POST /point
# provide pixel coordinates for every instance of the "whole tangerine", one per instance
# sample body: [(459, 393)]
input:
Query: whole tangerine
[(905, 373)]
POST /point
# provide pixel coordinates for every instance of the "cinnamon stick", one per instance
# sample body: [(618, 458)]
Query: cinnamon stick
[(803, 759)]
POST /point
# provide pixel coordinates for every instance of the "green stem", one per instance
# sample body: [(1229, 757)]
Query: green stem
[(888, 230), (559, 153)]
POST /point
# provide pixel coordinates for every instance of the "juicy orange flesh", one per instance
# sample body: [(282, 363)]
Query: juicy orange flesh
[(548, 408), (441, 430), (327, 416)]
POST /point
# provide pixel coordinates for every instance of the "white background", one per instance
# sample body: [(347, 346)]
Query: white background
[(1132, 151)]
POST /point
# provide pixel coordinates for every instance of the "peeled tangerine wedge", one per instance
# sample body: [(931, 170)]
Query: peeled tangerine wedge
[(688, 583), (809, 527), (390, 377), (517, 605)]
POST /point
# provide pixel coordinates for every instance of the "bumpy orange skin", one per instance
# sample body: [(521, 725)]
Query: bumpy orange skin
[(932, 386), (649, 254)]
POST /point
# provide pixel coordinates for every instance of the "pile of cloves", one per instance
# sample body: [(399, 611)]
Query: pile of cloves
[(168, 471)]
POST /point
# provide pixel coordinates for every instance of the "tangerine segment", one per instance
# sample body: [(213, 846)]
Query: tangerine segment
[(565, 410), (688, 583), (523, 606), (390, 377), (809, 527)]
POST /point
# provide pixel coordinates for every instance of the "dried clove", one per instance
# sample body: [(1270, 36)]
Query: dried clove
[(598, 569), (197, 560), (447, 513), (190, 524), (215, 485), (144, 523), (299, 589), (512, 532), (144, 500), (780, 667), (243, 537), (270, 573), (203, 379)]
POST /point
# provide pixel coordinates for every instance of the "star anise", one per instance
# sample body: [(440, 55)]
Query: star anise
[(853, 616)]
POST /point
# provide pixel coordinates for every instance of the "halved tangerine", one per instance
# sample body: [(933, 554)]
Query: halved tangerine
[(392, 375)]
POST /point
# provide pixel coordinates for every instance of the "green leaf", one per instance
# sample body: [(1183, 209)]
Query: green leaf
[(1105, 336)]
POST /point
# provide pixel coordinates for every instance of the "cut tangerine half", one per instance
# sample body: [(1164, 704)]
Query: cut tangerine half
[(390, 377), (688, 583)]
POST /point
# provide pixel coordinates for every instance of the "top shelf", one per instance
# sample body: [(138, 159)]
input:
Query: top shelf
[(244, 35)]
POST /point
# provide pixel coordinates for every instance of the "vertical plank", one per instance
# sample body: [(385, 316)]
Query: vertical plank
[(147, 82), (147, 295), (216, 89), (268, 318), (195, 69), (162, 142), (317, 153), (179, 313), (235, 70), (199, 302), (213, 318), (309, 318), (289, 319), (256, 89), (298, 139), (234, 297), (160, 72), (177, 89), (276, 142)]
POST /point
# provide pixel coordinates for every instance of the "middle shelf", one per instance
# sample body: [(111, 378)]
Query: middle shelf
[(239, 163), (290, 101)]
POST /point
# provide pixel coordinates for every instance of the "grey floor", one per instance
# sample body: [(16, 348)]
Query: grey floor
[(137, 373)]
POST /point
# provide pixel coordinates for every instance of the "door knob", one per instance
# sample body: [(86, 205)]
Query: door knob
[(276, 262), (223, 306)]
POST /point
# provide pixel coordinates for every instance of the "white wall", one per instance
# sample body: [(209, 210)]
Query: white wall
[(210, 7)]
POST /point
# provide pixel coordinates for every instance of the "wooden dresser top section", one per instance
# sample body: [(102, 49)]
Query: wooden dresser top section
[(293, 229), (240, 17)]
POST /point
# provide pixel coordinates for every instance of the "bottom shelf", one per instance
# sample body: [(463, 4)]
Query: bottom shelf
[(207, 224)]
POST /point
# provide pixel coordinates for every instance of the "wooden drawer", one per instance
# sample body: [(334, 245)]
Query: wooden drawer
= = =
WHAT YOU NEED TO DO => After reading each line of the data, give only the number of lines that include the word "drawer".

THE COMPLETED TASK => 2